■ TASK DESCRIPTION ■
Return the whole listing, keeping every character the same.

(Coordinate annotation records)
:::

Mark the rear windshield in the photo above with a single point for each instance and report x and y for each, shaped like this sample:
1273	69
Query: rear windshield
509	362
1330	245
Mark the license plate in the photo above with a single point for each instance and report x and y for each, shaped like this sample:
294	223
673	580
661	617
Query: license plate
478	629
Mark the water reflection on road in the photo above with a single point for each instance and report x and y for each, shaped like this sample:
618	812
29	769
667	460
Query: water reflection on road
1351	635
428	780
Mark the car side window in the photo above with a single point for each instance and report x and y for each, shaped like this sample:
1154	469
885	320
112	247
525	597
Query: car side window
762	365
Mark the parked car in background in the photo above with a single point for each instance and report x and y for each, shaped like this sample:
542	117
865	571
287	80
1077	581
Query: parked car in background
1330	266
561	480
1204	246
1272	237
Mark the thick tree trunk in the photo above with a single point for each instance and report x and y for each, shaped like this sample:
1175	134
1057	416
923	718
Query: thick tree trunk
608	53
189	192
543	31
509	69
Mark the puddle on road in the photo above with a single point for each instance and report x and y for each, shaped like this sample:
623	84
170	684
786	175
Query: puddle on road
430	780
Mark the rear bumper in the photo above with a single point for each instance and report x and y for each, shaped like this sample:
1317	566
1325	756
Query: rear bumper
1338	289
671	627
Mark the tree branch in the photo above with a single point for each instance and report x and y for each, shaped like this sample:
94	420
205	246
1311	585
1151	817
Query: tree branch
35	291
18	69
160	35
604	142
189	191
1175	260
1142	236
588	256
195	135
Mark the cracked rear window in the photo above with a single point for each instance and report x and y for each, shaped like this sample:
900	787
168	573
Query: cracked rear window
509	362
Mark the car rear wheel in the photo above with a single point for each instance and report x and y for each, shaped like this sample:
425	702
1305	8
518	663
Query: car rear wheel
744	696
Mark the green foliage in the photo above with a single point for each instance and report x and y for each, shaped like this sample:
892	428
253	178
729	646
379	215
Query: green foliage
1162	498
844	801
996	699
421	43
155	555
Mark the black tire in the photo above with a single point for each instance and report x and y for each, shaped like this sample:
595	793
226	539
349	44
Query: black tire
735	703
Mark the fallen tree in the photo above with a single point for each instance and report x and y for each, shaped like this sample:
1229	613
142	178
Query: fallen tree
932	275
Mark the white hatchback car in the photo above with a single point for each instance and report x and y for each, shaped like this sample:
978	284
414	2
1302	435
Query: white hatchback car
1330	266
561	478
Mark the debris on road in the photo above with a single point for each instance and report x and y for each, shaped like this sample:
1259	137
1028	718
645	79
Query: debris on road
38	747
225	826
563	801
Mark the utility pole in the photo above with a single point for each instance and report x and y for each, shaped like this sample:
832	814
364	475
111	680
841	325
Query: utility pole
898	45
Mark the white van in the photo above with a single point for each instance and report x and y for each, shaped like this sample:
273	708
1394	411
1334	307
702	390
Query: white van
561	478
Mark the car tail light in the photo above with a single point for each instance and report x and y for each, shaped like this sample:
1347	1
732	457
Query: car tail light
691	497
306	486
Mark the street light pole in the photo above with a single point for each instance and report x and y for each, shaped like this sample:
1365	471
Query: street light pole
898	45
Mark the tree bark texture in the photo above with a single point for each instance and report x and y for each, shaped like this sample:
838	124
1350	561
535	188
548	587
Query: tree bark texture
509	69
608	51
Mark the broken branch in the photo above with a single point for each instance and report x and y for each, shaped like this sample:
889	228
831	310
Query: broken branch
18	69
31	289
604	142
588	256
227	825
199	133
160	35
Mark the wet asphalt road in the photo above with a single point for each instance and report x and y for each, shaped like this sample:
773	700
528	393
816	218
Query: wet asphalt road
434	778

:::

■ RIGHT ANSWER ■
Mark the rear windshield in the photo above with a single point for each instance and report x and y for each, shaped like this sample:
1273	69
Query: rear windshield
509	362
1330	245
Mark the license plate in the photo above with a single point for each instance and report x and y for each, shaped like this sample:
294	223
673	580
661	617
Query: license plate
478	629
Mark the water reflection on road in the photo above with a single point for each instance and report x and y for each, shaped like this sample:
618	812
29	769
667	460
Query: water reflection on road
1351	635
428	780
Mark the car side window in the photo above with a single point for each instance and report x and y for each, shaped like this sample:
1154	469
885	320
112	247
525	597
Query: car side window
762	365
Mark the parked car in background in the photo above with a single point for each instance and report x and y for each, shaped like this sample:
542	117
865	571
287	80
1077	581
Query: parked car in background
1330	266
561	480
1204	246
1272	237
Mark the thick tree trunk in the photo above with a single point for each instance and report x and y for each, shaped like this sample:
1175	134
1057	416
923	718
Query: thick tree trunk
608	53
189	192
543	31
509	69
Mark the puddle on road in the photo above with a single point for each instance and report x and y for each, shaped like this sample:
623	84
170	684
786	175
Query: puddle on road
430	780
Mark the rear bumper in the photo above with a single point for each instance and report x and y for each, shaped like this sample:
1317	566
1325	756
Query: rear bumper
1338	289
671	627
Mark the tree branch in the photo above with a single point for each instance and report x and y for each, shaped like this sample:
94	420
205	246
1311	585
1151	817
Query: tree branch
35	291
18	69
160	35
604	142
189	191
1175	260
1142	236
588	256
195	135
Mark the cracked rear window in the photo above with a single point for each instance and report x and y for each, shaped like this sample:
900	787
168	573
Query: cracked rear window
509	362
Mark the car rear wheel in the photo above with a single point for each instance and report x and y for each, shaped like this sample:
425	702
1305	8
518	663
Query: car rear wheel
744	696
Mark the green foliage in the photo above with a single point for each instance and report x and y for each, shaped like this sample:
892	428
253	178
729	646
379	215
Query: green foliage
1162	498
844	801
996	699
421	43
155	555
Mark the black tire in the photo above with a single point for each instance and report x and y for each, shaped like this sample:
595	793
226	539
349	44
Query: black tire
735	703
Mark the fallen tree in the photo above with a single point for each instance and report x and y for each, shaped like this sample:
1229	613
142	178
Query: fallen tree
932	275
Mark the white hatchback car in the photo above with a single point for each instance and report x and y for each, shaped like this sample:
978	284
414	2
1302	435
Query: white hatchback car
1330	266
561	478
Mark the debris on road in the photo above with a single point for each instance and report x and y for each, shaped like this sample:
1259	137
1028	718
645	79
Query: debris on road
38	747
225	826
563	801
Mark the utility pole in the photo above with a single point for each instance and report x and y for each, shaped like this sample:
832	814
364	475
111	680
841	325
Query: utility pole
898	45
Mark the white van in the photo above with a single point for each instance and report x and y for each, shaped like this sample:
273	708
1394	411
1334	307
702	390
Query: white van
561	478
Mark the car tail light in the photo above with a single point for each instance and report x and y for each, shaped like this sample:
1347	1
732	457
Query: car tail light
691	497
306	486
Mark the street light pole in the photo above with a single point for each instance and report x and y for each, shaped like this sample:
1365	471
Query: street light pole
898	45
Mark the tree bark texture in the photo above with a single point for each instance and report x and y for each, shaped like this sample:
838	124
1350	561
535	188
548	587
Query: tree bark texture
509	69
608	51
Mark the broken branch in the photo above with a single point for each instance and report x and y for each, shaped like this sample:
889	228
831	310
Query: broken branch
18	69
31	289
604	142
588	256
227	825
199	133
160	35
Mark the wet asphalt road in the photo above with a single point for each instance and report x and y for each, shaped like this sample:
773	700
528	393
816	218
Query: wet asphalt road
434	778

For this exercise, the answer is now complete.